> _DOCUMENT_

But the time for fudge is running out. We have already reached a position where there is absolutely no prospect of frictionless trade being maintained at the end of the so-called implementation period in January 2020, without an extension of our membership of the customs union for at least a further two to three years. This may not even be legally possible in the withdrawal agreement. But without it, there will bring be huge costs in endless lorry delays and bureaucracy on both sides of the UK-EU border. This failure of policy is quite extraordinary when one thinks of how the Conservatives see themselves as the ‘party of business’. And of course without some practical solution, there is no alternative to a ‘hard border’ in Ireland.

On the customs border question, the government is divided between into two warring camps: those who favour a Mrs May ‘customs partnership’ or the Boris Johnson/David Davis/ Liam Fox ‘maximum facilitation’ plan. Both involve technologies that are unproven: what the Commission dismisses as ‘magical thinking’. Magical or not, both have no chance whatsoever of being operational by the end of the transitional period in 2020.  But for the Brexiteers, the imposition of a customs border between the United Kingdom and the EU (however ‘soft’ and ‘as frictionless as possible’ they convince themselves, or possibly pretend to others, unproven technology could make it) has become an essential condition for breaking free of the EU’s hated customs union and single market.

Mrs May’s customs partnership, however complex and impractical it may prove, has at least the merit of attempting to maintain one common customs border between a single ‘free trade zone’ between the EU and the UK on the one hand and the rest of the world on the other. It is intended to avoid what the Brexiteers ‘max fac’ plan cannot avoid: some form of physical border in Ireland.

Ironically, as the ‘war Cabinet’ was spending two and half hours wrangling indecisively over the pros and cons of these plans, the House of Lords – on the 18th full day of its consideration of the EU Withdrawal Bill – was debating a cross party amendment moved by Chris Patten to insert on the face of the Bill, a binding commitment to the Good Friday agreement and no hard border in Ireland. Lords ministers assured the House that, while they agreed wholeheartedly with the principle of the amendment, it was completely unnecessary because avoidance of a hard border was an unbreakable government commitment. A few hundred yards away in Downing Street, the Brexiteers were securing a majority for a plan that made certain quite the opposite: the imposition of a hard border. Happily, the Lords was not convinced by the Lords front bench arguments by 309 votes to 241.

On virtually every argument the Brexiteers made in the referendum, they have been exposed at worst as liars, at best as unrealistic dreamers. Indeed they now but rarely attempt a principled argument for Brexit: the whole debate has become about how to ‘minimise the damage’. Virtually all the Brexiteers have left in their rhetorical armoury is the contestable assertion that Brexit is the ‘will of the people’ that must be obeyed, without of course giving parliament or the people a meaningful say on whatever deal they manage to cobble together.

But there is one benefit of Brexit that its supporters continue to trumpet: that Brexit will enable Britain to pursue an independent trade policy what will enable ‘Global Britain to seize economic opportunities in the dynamic growing parts of the world outside Europe.’ This argument now constantly dominates their discourse, but is badly flawed.

> _TASK TO CARRY OUT_
Please copy the Brexit passage above word for word, starting at the words "Mrs May’s customs" and ending after the words "physical border in Ireland.".

> _DATA ROWS_
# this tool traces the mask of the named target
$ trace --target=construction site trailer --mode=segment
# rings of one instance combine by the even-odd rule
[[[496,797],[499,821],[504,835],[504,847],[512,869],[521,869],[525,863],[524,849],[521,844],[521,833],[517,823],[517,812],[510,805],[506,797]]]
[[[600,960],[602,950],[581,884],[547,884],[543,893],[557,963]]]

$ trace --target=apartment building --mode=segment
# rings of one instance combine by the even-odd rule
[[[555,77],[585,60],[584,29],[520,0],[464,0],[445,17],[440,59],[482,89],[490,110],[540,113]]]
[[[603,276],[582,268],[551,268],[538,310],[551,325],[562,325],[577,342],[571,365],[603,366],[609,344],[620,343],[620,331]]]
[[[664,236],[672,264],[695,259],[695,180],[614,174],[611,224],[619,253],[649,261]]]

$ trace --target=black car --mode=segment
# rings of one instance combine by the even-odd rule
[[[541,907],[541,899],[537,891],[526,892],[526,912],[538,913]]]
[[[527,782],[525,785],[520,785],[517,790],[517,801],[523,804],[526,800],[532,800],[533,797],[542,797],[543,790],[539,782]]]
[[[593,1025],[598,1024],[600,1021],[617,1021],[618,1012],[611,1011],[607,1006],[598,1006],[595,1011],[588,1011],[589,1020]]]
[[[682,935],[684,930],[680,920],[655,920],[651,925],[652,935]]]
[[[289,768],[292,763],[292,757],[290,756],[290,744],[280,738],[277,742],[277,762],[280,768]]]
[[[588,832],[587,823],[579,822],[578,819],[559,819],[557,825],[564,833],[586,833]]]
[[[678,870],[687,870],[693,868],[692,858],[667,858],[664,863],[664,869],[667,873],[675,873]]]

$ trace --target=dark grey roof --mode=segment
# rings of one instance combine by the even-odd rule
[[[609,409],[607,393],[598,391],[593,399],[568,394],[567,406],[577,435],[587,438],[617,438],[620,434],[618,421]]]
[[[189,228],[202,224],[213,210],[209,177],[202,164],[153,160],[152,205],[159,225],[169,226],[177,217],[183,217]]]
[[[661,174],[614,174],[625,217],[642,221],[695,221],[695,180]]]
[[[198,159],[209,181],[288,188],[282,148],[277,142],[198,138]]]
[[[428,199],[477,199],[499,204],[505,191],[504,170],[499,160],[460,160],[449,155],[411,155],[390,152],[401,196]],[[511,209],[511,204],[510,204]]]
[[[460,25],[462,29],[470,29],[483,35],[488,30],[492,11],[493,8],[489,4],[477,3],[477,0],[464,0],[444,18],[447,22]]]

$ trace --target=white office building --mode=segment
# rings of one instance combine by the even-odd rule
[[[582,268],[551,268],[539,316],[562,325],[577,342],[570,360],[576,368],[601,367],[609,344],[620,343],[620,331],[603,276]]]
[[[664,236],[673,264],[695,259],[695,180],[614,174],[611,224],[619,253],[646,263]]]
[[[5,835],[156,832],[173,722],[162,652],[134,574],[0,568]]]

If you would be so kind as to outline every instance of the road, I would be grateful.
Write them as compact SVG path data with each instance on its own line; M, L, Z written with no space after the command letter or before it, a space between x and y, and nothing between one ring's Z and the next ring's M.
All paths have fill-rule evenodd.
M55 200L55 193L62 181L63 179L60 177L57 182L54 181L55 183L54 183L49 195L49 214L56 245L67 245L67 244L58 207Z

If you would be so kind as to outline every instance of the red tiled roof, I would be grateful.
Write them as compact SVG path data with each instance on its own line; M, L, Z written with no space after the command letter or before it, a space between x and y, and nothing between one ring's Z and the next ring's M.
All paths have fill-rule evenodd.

> _RESPONSE TO THE EXERCISE_
Mrs May’s customs partnership, however complex and impractical it may prove, has at least the merit of attempting to maintain one common customs border between a single ‘free trade zone’ between the EU and the UK on the one hand and the rest of the world on the other. It is intended to avoid what the Brexiteers ‘max fac’ plan cannot avoid: some form of physical border in Ireland.